● **Task goal**
The response should hold each line from the entries below where "soccer" is found.

---

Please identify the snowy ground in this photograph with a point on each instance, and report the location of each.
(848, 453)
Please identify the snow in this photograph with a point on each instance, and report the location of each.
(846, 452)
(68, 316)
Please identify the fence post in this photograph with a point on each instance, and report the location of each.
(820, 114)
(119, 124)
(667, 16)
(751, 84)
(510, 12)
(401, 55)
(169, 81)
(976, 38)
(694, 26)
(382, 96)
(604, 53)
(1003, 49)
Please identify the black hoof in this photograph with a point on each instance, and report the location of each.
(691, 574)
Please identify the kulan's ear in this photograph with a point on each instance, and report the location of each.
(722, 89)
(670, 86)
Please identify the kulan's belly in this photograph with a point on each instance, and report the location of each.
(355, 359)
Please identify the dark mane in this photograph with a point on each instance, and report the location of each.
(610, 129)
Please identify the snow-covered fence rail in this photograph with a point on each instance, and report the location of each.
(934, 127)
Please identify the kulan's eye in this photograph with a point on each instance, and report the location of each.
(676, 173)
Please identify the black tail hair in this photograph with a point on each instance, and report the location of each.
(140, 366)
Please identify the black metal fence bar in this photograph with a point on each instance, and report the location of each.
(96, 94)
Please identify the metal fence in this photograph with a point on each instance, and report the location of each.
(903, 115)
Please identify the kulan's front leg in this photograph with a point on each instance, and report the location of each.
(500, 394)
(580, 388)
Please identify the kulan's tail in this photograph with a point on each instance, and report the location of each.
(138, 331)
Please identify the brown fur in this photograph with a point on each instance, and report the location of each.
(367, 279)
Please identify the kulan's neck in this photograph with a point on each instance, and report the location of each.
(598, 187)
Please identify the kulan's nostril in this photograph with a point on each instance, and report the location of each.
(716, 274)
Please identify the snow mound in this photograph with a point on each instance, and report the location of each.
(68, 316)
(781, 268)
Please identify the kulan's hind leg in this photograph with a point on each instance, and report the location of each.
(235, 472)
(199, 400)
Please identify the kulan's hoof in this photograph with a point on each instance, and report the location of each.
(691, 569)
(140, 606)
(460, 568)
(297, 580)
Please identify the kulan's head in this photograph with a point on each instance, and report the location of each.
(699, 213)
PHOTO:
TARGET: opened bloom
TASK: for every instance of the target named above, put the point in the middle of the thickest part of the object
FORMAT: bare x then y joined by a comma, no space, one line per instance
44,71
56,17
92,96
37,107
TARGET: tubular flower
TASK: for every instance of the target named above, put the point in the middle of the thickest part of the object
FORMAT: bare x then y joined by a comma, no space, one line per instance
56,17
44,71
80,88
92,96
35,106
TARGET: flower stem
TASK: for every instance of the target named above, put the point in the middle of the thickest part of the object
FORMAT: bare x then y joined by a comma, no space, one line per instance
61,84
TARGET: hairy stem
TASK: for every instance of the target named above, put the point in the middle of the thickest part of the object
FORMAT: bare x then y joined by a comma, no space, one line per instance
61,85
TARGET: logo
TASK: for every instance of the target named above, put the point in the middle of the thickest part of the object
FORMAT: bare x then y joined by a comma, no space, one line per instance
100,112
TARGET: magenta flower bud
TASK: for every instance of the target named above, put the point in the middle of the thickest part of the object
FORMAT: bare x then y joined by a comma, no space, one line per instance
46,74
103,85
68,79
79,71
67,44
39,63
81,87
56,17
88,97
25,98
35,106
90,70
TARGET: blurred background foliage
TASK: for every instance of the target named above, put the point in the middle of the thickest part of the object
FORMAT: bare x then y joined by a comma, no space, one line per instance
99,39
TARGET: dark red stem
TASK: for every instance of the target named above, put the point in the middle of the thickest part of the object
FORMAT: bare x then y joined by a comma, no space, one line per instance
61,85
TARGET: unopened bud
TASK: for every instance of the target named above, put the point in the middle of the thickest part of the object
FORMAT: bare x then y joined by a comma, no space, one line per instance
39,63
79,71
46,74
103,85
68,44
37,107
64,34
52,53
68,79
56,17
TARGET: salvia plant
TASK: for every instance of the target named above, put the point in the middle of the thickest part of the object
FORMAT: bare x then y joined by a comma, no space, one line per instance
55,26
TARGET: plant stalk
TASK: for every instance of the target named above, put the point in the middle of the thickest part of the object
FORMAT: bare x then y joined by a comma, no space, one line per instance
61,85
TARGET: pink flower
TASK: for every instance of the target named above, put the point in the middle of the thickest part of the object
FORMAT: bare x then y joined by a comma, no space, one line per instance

---

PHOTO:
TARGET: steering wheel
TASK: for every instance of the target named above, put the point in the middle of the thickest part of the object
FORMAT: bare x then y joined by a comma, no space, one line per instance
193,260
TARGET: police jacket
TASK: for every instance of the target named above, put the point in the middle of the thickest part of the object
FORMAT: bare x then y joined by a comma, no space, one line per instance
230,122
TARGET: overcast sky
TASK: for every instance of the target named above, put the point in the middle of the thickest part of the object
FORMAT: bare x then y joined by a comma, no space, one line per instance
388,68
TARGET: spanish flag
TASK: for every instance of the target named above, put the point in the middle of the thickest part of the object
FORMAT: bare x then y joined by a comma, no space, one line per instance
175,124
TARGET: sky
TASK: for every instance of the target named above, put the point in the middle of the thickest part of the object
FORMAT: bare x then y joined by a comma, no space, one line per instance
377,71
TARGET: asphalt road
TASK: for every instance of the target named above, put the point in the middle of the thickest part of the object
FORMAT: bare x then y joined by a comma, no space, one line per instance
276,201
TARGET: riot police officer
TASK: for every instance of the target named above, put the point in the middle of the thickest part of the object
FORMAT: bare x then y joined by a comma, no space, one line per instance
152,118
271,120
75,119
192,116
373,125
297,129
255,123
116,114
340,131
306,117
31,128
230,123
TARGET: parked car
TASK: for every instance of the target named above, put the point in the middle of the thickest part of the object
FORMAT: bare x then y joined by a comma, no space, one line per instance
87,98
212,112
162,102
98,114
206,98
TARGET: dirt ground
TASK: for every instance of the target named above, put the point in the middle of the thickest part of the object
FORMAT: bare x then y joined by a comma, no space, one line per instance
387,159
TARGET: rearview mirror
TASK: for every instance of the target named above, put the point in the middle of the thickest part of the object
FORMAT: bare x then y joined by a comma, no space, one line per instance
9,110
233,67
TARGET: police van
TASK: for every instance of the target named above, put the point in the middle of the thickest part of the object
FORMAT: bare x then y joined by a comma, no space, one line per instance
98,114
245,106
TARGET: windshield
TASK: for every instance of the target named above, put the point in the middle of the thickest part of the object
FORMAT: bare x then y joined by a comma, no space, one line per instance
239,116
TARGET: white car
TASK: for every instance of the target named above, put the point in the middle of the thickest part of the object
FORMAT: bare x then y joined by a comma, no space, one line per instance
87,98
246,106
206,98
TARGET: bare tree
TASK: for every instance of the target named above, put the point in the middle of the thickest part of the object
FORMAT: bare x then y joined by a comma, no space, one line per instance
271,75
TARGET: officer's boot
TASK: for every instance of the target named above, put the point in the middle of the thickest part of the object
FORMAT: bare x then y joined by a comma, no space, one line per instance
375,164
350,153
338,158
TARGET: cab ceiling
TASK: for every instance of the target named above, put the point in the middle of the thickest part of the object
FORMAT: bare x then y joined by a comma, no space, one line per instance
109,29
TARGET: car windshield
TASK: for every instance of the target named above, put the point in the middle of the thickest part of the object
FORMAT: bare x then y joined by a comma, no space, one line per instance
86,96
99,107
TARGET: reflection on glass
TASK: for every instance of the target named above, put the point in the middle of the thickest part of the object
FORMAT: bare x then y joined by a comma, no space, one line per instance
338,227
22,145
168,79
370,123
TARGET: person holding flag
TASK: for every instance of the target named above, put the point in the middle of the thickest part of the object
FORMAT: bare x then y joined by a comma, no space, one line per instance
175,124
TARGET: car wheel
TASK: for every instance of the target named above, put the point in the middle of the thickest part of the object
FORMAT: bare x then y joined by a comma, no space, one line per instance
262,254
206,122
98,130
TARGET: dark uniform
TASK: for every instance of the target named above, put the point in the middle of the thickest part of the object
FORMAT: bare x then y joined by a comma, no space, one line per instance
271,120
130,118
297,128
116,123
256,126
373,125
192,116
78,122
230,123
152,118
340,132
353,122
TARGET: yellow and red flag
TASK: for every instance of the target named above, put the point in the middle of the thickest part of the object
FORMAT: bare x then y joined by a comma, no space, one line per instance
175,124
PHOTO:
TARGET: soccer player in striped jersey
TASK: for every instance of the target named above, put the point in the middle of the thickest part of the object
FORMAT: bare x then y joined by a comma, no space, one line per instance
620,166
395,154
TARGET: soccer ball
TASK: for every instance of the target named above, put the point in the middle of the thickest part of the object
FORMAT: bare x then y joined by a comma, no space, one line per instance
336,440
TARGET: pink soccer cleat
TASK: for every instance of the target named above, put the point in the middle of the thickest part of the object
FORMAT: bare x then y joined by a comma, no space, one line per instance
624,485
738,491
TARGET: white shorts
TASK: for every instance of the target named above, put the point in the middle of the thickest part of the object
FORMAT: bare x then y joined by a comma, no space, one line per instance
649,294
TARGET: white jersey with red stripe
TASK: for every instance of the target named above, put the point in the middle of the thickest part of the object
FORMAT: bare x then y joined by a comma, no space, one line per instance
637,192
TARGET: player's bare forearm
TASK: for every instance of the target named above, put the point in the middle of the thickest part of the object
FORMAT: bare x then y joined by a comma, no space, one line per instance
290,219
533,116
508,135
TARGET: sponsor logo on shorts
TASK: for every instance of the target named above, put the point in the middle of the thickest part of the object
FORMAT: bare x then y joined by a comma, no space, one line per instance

---

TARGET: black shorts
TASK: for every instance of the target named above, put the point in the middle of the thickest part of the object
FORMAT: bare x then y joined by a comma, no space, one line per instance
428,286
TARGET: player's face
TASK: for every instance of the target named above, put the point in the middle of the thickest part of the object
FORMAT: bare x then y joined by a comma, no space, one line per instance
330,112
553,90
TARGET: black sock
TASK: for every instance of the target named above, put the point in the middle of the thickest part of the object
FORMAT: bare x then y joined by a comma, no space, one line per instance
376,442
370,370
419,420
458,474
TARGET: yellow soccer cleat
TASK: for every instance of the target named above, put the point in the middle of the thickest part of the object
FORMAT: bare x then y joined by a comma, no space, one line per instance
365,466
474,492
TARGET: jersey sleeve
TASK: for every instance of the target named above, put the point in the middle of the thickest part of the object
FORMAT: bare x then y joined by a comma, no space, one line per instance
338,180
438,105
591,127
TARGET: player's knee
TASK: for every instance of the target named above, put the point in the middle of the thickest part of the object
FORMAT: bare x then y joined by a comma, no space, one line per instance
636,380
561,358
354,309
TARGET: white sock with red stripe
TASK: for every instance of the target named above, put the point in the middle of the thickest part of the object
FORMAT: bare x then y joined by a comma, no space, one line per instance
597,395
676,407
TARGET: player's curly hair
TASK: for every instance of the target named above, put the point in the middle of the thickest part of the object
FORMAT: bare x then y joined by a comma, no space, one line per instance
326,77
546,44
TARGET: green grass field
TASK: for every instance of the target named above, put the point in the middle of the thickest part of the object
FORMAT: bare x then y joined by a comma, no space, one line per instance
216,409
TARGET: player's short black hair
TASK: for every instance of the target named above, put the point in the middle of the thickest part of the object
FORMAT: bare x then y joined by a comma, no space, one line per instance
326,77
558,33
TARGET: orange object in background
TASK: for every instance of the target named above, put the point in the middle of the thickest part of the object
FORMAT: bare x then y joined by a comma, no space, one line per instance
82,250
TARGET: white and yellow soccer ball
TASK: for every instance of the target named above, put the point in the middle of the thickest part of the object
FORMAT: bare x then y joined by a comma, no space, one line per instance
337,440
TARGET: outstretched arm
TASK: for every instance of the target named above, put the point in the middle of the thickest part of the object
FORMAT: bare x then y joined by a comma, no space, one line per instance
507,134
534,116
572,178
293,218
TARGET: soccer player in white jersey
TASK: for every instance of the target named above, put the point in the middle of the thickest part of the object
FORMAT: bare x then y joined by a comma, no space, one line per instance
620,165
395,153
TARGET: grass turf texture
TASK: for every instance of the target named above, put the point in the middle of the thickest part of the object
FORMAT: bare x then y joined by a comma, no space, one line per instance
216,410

---

● **Output below**
TARGET: soccer player in striped jersey
TARGET: soccer ball
TARGET: pink soccer cleat
TARGET: yellow soccer cleat
TARGET: white and yellow soccer ball
TARGET: soccer player in white jersey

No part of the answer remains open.